• [Kutipan Tersedia]:
********************

Halaman:Buku peringatan 30 tahun kesatuan pergerakan wanita Indonesia.pdf/225

Halaman ini tervalidasi

Surakarta.
 Dalam bulan Djuli 1945 dibentuklah di Solo suatu organisasi wanita dengan nama Perkumpulan Pekerdja Puteri Surakarta disingkat P.P.P.S. dengan Ketua Saudara Sutijah (sekarang Nj. Sutijah Surjohadi) dan Wakil Ketua Saudara Sumarni.
 Didalam perebutan kekuasaan dari Djepang, anggauta-anggautanja ikut aktip dalam persiapannja, membuat bendera-bendera merah putih, mempelopori barisan jang berbaris kegedung Balai kota, Kenpetai untuk menurunkan bendera Hinomaru, dengan bahaja ditembak oleh tentara Djepang. Segera diketahui, bahwa anggauta-anggautanja harus mempunjai ketjakapan dan keberanian lebih dari pada biasa.

********************

• [Informasi Tersedia]:
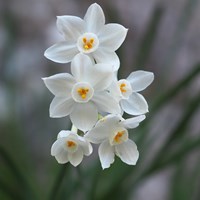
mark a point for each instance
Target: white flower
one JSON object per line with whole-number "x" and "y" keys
{"x": 70, "y": 147}
{"x": 126, "y": 92}
{"x": 111, "y": 132}
{"x": 89, "y": 36}
{"x": 82, "y": 95}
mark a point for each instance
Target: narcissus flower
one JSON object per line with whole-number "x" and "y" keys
{"x": 90, "y": 36}
{"x": 82, "y": 95}
{"x": 112, "y": 133}
{"x": 70, "y": 147}
{"x": 126, "y": 92}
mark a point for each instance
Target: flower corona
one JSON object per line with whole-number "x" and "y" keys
{"x": 91, "y": 95}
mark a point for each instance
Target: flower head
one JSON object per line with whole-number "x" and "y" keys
{"x": 70, "y": 147}
{"x": 90, "y": 36}
{"x": 126, "y": 92}
{"x": 112, "y": 133}
{"x": 82, "y": 95}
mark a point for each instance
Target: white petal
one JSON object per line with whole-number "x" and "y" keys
{"x": 94, "y": 18}
{"x": 56, "y": 148}
{"x": 85, "y": 146}
{"x": 62, "y": 134}
{"x": 62, "y": 52}
{"x": 99, "y": 76}
{"x": 140, "y": 80}
{"x": 62, "y": 157}
{"x": 132, "y": 122}
{"x": 127, "y": 151}
{"x": 106, "y": 103}
{"x": 60, "y": 84}
{"x": 80, "y": 67}
{"x": 102, "y": 55}
{"x": 98, "y": 134}
{"x": 84, "y": 116}
{"x": 106, "y": 154}
{"x": 112, "y": 36}
{"x": 115, "y": 91}
{"x": 76, "y": 157}
{"x": 135, "y": 105}
{"x": 71, "y": 27}
{"x": 61, "y": 107}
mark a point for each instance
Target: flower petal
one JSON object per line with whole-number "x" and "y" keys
{"x": 85, "y": 146}
{"x": 135, "y": 105}
{"x": 140, "y": 80}
{"x": 71, "y": 27}
{"x": 132, "y": 122}
{"x": 112, "y": 36}
{"x": 99, "y": 76}
{"x": 56, "y": 148}
{"x": 61, "y": 107}
{"x": 62, "y": 157}
{"x": 106, "y": 103}
{"x": 102, "y": 55}
{"x": 98, "y": 134}
{"x": 84, "y": 116}
{"x": 94, "y": 18}
{"x": 127, "y": 151}
{"x": 80, "y": 66}
{"x": 62, "y": 52}
{"x": 106, "y": 154}
{"x": 63, "y": 134}
{"x": 60, "y": 84}
{"x": 76, "y": 157}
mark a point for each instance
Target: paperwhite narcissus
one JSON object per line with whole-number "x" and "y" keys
{"x": 89, "y": 36}
{"x": 126, "y": 92}
{"x": 112, "y": 133}
{"x": 82, "y": 95}
{"x": 70, "y": 147}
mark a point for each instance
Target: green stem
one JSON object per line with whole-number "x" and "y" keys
{"x": 9, "y": 191}
{"x": 16, "y": 172}
{"x": 57, "y": 183}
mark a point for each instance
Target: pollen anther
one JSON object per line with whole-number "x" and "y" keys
{"x": 118, "y": 137}
{"x": 83, "y": 92}
{"x": 122, "y": 86}
{"x": 88, "y": 44}
{"x": 71, "y": 144}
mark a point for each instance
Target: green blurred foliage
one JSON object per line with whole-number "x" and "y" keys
{"x": 26, "y": 169}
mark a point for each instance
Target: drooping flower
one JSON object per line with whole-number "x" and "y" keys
{"x": 112, "y": 134}
{"x": 89, "y": 36}
{"x": 70, "y": 147}
{"x": 126, "y": 92}
{"x": 82, "y": 95}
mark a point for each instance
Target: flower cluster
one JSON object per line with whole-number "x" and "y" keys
{"x": 91, "y": 95}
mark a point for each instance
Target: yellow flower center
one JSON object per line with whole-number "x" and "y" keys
{"x": 88, "y": 44}
{"x": 83, "y": 92}
{"x": 71, "y": 144}
{"x": 122, "y": 86}
{"x": 118, "y": 137}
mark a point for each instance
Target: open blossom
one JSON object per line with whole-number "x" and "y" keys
{"x": 70, "y": 147}
{"x": 126, "y": 92}
{"x": 90, "y": 36}
{"x": 112, "y": 133}
{"x": 82, "y": 95}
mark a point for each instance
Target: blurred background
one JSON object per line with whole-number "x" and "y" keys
{"x": 163, "y": 37}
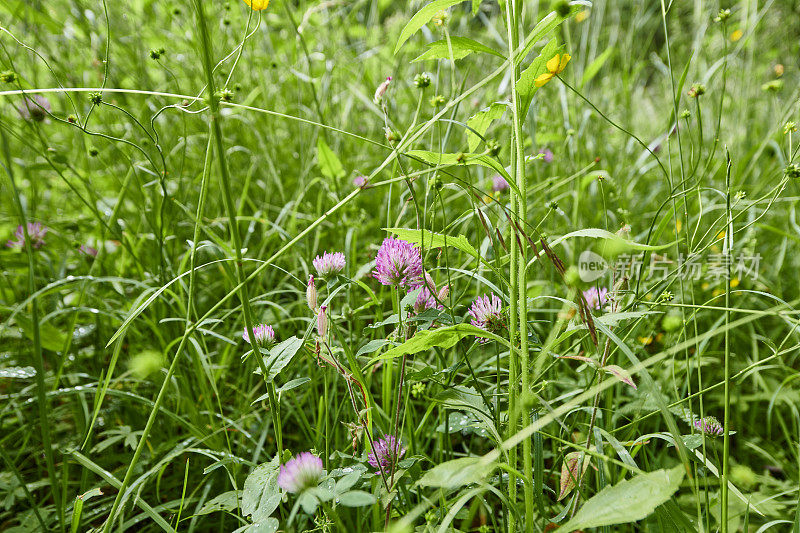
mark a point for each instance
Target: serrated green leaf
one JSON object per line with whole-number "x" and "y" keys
{"x": 227, "y": 501}
{"x": 435, "y": 158}
{"x": 460, "y": 47}
{"x": 525, "y": 84}
{"x": 627, "y": 501}
{"x": 444, "y": 338}
{"x": 422, "y": 17}
{"x": 261, "y": 495}
{"x": 356, "y": 498}
{"x": 434, "y": 240}
{"x": 279, "y": 356}
{"x": 481, "y": 121}
{"x": 457, "y": 473}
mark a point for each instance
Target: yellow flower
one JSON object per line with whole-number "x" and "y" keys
{"x": 257, "y": 5}
{"x": 556, "y": 65}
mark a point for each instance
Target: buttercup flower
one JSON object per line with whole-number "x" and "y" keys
{"x": 709, "y": 425}
{"x": 596, "y": 298}
{"x": 34, "y": 108}
{"x": 257, "y": 5}
{"x": 264, "y": 335}
{"x": 385, "y": 452}
{"x": 499, "y": 183}
{"x": 36, "y": 232}
{"x": 487, "y": 314}
{"x": 555, "y": 66}
{"x": 381, "y": 90}
{"x": 329, "y": 263}
{"x": 398, "y": 263}
{"x": 301, "y": 472}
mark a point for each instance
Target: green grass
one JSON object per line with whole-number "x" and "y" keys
{"x": 209, "y": 156}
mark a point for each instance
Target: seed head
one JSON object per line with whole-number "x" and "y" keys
{"x": 300, "y": 473}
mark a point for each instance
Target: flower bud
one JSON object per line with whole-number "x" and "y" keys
{"x": 322, "y": 321}
{"x": 381, "y": 90}
{"x": 443, "y": 292}
{"x": 311, "y": 294}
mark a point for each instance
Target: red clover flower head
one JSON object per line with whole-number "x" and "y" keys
{"x": 385, "y": 452}
{"x": 36, "y": 232}
{"x": 487, "y": 313}
{"x": 264, "y": 335}
{"x": 596, "y": 298}
{"x": 300, "y": 473}
{"x": 398, "y": 263}
{"x": 329, "y": 263}
{"x": 709, "y": 425}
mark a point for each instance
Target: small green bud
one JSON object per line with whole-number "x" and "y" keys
{"x": 493, "y": 147}
{"x": 561, "y": 7}
{"x": 572, "y": 276}
{"x": 226, "y": 95}
{"x": 698, "y": 89}
{"x": 438, "y": 101}
{"x": 792, "y": 171}
{"x": 422, "y": 80}
{"x": 672, "y": 322}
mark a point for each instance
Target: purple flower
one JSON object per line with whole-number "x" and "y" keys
{"x": 361, "y": 182}
{"x": 398, "y": 263}
{"x": 385, "y": 452}
{"x": 34, "y": 108}
{"x": 329, "y": 263}
{"x": 596, "y": 298}
{"x": 264, "y": 335}
{"x": 488, "y": 314}
{"x": 302, "y": 472}
{"x": 499, "y": 183}
{"x": 548, "y": 155}
{"x": 36, "y": 232}
{"x": 709, "y": 425}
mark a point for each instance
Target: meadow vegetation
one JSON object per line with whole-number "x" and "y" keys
{"x": 399, "y": 266}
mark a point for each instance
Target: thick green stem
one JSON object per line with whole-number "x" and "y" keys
{"x": 518, "y": 296}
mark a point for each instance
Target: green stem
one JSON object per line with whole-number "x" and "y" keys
{"x": 227, "y": 199}
{"x": 518, "y": 296}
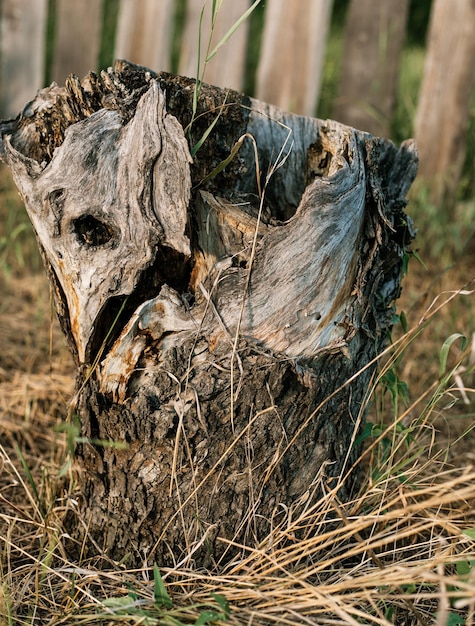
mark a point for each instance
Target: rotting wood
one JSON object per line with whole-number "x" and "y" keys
{"x": 224, "y": 330}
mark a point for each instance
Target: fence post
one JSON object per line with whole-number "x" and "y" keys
{"x": 78, "y": 31}
{"x": 444, "y": 102}
{"x": 374, "y": 37}
{"x": 292, "y": 54}
{"x": 22, "y": 45}
{"x": 226, "y": 69}
{"x": 144, "y": 32}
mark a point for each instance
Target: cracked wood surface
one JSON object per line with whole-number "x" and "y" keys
{"x": 215, "y": 320}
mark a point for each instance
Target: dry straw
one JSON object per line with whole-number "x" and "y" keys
{"x": 402, "y": 551}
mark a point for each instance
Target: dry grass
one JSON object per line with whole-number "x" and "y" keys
{"x": 402, "y": 552}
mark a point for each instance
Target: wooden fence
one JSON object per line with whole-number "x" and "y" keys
{"x": 68, "y": 35}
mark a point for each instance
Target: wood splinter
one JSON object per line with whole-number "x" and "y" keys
{"x": 215, "y": 328}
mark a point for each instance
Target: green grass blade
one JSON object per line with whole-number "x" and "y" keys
{"x": 207, "y": 132}
{"x": 30, "y": 479}
{"x": 160, "y": 593}
{"x": 444, "y": 352}
{"x": 232, "y": 30}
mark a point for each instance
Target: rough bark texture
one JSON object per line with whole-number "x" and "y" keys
{"x": 218, "y": 322}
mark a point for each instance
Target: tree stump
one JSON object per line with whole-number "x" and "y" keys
{"x": 224, "y": 320}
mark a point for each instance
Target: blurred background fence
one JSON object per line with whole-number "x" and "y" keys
{"x": 330, "y": 58}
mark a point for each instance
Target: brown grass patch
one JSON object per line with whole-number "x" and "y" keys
{"x": 402, "y": 552}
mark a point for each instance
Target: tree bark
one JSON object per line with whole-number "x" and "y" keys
{"x": 224, "y": 320}
{"x": 442, "y": 116}
{"x": 374, "y": 38}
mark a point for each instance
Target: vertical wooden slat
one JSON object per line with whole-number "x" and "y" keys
{"x": 444, "y": 102}
{"x": 370, "y": 68}
{"x": 292, "y": 53}
{"x": 144, "y": 32}
{"x": 78, "y": 29}
{"x": 22, "y": 52}
{"x": 226, "y": 69}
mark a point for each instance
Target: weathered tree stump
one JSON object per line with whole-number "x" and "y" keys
{"x": 216, "y": 320}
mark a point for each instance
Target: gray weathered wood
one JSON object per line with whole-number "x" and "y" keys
{"x": 442, "y": 114}
{"x": 77, "y": 45}
{"x": 226, "y": 69}
{"x": 22, "y": 52}
{"x": 144, "y": 32}
{"x": 225, "y": 326}
{"x": 373, "y": 42}
{"x": 293, "y": 49}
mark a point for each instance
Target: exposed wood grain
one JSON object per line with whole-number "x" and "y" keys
{"x": 78, "y": 27}
{"x": 225, "y": 330}
{"x": 22, "y": 46}
{"x": 144, "y": 32}
{"x": 293, "y": 49}
{"x": 374, "y": 37}
{"x": 443, "y": 110}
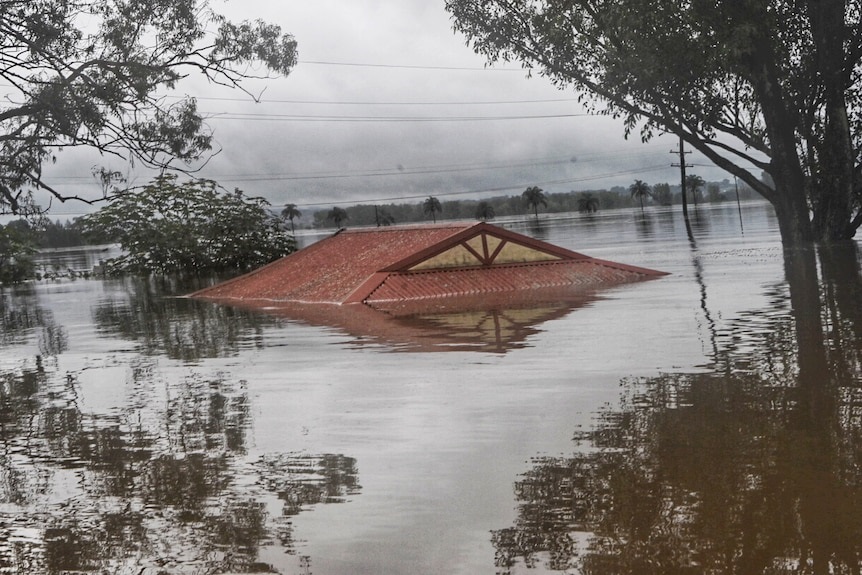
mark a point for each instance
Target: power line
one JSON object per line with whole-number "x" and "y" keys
{"x": 390, "y": 119}
{"x": 488, "y": 190}
{"x": 374, "y": 103}
{"x": 410, "y": 66}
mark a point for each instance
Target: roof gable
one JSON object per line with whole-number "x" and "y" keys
{"x": 482, "y": 245}
{"x": 420, "y": 263}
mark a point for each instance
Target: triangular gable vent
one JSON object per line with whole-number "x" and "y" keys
{"x": 480, "y": 246}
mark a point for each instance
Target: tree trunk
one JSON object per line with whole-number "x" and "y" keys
{"x": 788, "y": 198}
{"x": 832, "y": 198}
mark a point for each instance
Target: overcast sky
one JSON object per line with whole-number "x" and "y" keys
{"x": 386, "y": 104}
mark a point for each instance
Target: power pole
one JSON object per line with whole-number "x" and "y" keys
{"x": 682, "y": 166}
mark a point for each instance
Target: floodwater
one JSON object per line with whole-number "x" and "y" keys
{"x": 709, "y": 421}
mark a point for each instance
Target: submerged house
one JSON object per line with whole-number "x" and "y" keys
{"x": 409, "y": 270}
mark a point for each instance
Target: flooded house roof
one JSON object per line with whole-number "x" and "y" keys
{"x": 406, "y": 269}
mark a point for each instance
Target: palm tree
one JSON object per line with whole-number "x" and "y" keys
{"x": 289, "y": 213}
{"x": 484, "y": 211}
{"x": 694, "y": 182}
{"x": 588, "y": 203}
{"x": 533, "y": 196}
{"x": 432, "y": 206}
{"x": 337, "y": 215}
{"x": 639, "y": 189}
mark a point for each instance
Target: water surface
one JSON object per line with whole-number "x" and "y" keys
{"x": 707, "y": 421}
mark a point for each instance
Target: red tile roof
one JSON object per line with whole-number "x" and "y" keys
{"x": 388, "y": 267}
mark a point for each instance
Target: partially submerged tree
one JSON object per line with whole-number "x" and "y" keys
{"x": 485, "y": 211}
{"x": 168, "y": 227}
{"x": 770, "y": 86}
{"x": 588, "y": 203}
{"x": 534, "y": 197}
{"x": 291, "y": 212}
{"x": 95, "y": 74}
{"x": 639, "y": 191}
{"x": 432, "y": 206}
{"x": 337, "y": 216}
{"x": 694, "y": 183}
{"x": 17, "y": 247}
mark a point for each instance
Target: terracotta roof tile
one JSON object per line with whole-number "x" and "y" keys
{"x": 374, "y": 266}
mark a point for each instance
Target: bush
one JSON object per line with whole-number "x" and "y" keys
{"x": 16, "y": 254}
{"x": 192, "y": 227}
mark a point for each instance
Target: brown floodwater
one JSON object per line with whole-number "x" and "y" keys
{"x": 706, "y": 422}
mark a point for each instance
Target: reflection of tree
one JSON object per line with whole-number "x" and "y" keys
{"x": 146, "y": 311}
{"x": 753, "y": 468}
{"x": 161, "y": 485}
{"x": 21, "y": 315}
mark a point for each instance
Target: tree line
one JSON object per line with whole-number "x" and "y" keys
{"x": 434, "y": 209}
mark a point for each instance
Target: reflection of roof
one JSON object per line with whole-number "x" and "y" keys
{"x": 398, "y": 268}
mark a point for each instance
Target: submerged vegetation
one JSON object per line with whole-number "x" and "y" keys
{"x": 169, "y": 227}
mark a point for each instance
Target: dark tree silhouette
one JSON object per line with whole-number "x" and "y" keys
{"x": 639, "y": 190}
{"x": 534, "y": 197}
{"x": 432, "y": 206}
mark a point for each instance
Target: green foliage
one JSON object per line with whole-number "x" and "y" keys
{"x": 754, "y": 86}
{"x": 89, "y": 73}
{"x": 170, "y": 227}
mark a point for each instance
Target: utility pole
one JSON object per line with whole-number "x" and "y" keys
{"x": 682, "y": 166}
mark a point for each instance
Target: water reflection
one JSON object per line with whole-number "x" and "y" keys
{"x": 455, "y": 324}
{"x": 160, "y": 485}
{"x": 147, "y": 310}
{"x": 21, "y": 315}
{"x": 753, "y": 466}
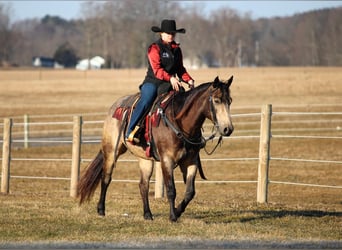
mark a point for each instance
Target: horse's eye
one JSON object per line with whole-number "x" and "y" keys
{"x": 217, "y": 100}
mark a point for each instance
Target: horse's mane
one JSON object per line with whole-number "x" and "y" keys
{"x": 191, "y": 96}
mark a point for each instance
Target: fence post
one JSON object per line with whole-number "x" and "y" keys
{"x": 76, "y": 155}
{"x": 6, "y": 155}
{"x": 26, "y": 131}
{"x": 264, "y": 153}
{"x": 159, "y": 185}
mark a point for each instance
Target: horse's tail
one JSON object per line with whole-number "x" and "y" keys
{"x": 90, "y": 178}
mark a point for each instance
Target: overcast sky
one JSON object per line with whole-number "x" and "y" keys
{"x": 23, "y": 9}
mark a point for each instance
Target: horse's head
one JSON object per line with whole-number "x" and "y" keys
{"x": 220, "y": 101}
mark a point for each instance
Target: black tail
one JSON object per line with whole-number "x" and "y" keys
{"x": 90, "y": 178}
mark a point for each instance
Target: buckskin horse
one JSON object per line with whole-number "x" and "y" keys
{"x": 175, "y": 140}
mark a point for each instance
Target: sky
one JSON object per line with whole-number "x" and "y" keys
{"x": 67, "y": 9}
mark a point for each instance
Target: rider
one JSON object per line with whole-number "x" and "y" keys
{"x": 165, "y": 63}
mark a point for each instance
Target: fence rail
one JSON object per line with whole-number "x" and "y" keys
{"x": 13, "y": 131}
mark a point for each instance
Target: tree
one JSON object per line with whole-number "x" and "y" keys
{"x": 65, "y": 55}
{"x": 6, "y": 35}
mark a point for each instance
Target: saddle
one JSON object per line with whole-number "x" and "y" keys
{"x": 149, "y": 120}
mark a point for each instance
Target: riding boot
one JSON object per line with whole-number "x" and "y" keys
{"x": 131, "y": 137}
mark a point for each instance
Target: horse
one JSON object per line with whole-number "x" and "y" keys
{"x": 177, "y": 141}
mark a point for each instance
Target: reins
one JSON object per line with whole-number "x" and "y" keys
{"x": 200, "y": 141}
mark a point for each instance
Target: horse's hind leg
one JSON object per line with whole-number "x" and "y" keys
{"x": 106, "y": 179}
{"x": 146, "y": 169}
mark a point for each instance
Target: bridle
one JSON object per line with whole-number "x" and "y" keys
{"x": 201, "y": 140}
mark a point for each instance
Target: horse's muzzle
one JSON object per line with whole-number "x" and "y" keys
{"x": 227, "y": 131}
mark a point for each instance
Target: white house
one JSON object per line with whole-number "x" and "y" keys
{"x": 94, "y": 63}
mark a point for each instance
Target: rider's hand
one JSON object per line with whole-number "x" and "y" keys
{"x": 191, "y": 84}
{"x": 175, "y": 83}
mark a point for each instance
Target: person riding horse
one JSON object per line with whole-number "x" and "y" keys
{"x": 165, "y": 64}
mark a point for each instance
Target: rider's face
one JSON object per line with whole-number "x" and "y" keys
{"x": 167, "y": 37}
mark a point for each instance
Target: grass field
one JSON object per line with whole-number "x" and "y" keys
{"x": 42, "y": 211}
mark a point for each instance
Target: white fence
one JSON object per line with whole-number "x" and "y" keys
{"x": 26, "y": 133}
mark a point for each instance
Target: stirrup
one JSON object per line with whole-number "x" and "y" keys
{"x": 131, "y": 137}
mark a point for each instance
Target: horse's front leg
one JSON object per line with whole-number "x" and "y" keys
{"x": 105, "y": 181}
{"x": 190, "y": 188}
{"x": 146, "y": 169}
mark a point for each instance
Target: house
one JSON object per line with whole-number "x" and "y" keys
{"x": 96, "y": 62}
{"x": 45, "y": 62}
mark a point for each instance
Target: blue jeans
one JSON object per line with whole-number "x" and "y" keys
{"x": 148, "y": 93}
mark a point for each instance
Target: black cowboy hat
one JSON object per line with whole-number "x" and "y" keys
{"x": 168, "y": 26}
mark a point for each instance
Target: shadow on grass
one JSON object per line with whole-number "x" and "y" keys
{"x": 228, "y": 216}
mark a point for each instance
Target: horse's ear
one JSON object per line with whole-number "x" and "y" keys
{"x": 229, "y": 82}
{"x": 216, "y": 82}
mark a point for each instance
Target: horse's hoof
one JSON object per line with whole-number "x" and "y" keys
{"x": 173, "y": 219}
{"x": 101, "y": 212}
{"x": 148, "y": 216}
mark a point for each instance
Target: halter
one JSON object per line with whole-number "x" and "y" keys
{"x": 200, "y": 141}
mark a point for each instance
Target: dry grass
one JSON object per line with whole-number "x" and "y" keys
{"x": 41, "y": 210}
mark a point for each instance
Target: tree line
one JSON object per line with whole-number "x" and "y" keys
{"x": 119, "y": 31}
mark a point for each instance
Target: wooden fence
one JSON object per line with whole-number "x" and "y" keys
{"x": 263, "y": 159}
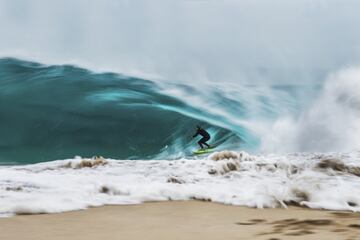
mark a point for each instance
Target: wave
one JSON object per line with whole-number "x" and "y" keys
{"x": 57, "y": 112}
{"x": 61, "y": 111}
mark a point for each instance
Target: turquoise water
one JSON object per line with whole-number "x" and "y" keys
{"x": 57, "y": 112}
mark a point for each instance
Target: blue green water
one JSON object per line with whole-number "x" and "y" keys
{"x": 57, "y": 112}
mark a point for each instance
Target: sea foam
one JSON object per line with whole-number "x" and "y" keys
{"x": 325, "y": 181}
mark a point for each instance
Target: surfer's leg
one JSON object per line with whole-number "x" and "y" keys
{"x": 201, "y": 142}
{"x": 205, "y": 140}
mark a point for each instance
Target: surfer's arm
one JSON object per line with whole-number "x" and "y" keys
{"x": 197, "y": 133}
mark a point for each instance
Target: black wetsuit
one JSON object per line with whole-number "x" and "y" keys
{"x": 205, "y": 137}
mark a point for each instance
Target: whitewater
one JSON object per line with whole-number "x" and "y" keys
{"x": 73, "y": 138}
{"x": 325, "y": 181}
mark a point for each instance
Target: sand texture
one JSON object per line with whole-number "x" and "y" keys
{"x": 183, "y": 220}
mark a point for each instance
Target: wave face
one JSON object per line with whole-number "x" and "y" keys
{"x": 57, "y": 112}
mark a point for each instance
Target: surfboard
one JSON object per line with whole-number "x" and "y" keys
{"x": 203, "y": 151}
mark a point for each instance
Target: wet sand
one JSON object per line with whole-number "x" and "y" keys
{"x": 183, "y": 220}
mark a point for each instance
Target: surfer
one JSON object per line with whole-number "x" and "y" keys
{"x": 205, "y": 137}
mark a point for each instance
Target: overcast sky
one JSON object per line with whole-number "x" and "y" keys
{"x": 245, "y": 41}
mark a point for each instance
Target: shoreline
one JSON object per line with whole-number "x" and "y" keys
{"x": 183, "y": 220}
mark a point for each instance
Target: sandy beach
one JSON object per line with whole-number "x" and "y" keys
{"x": 183, "y": 220}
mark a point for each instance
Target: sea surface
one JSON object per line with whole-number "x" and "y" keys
{"x": 72, "y": 138}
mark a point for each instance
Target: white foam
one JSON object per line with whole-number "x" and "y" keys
{"x": 255, "y": 181}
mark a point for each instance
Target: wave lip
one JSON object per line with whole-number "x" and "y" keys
{"x": 57, "y": 112}
{"x": 260, "y": 181}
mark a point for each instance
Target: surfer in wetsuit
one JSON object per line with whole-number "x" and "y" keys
{"x": 205, "y": 137}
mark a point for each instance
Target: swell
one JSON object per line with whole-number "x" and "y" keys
{"x": 57, "y": 112}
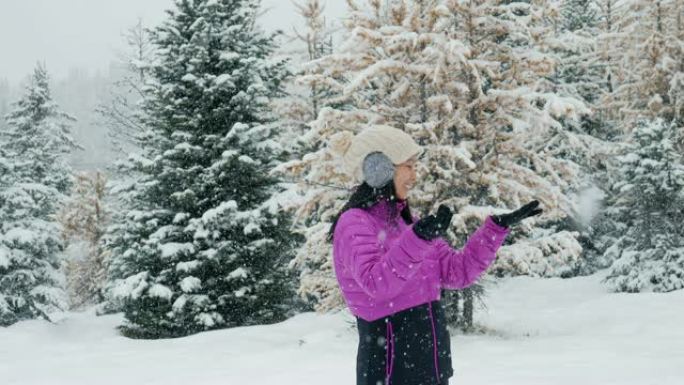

********************

• [Soal Singkat]:
Tulis ulang kutipan tentang Perkumpulan Pekerdja Puteri Surakarta, semuanya dari "Dalam bulan Djuli" hingga "dari pada biasa.", dan ganti setiap "Djepang" dengan "Jepang".

• [Jawaban Soal]:
Dalam bulan Djuli 1945 dibentuklah di Solo suatu organisasi wanita dengan nama Perkumpulan Pekerdja Puteri Surakarta disingkat P.P.P.S. dengan Ketua Saudara Sutijah (sekarang Nj. Sutijah Surjohadi) dan Wakil Ketua Saudara Sumarni.
 Didalam perebutan kekuasaan dari Jepang, anggauta-anggautanja ikut aktip dalam persiapannja, membuat bendera-bendera merah putih, mempelopori barisan jang berbaris kegedung Balai kota, Kenpetai untuk menurunkan bendera Hinomaru, dengan bahaja ditembak oleh tentara Jepang. Segera diketahui, bahwa anggauta-anggautanja harus mempunjai ketjakapan dan keberanian lebih dari pada biasa.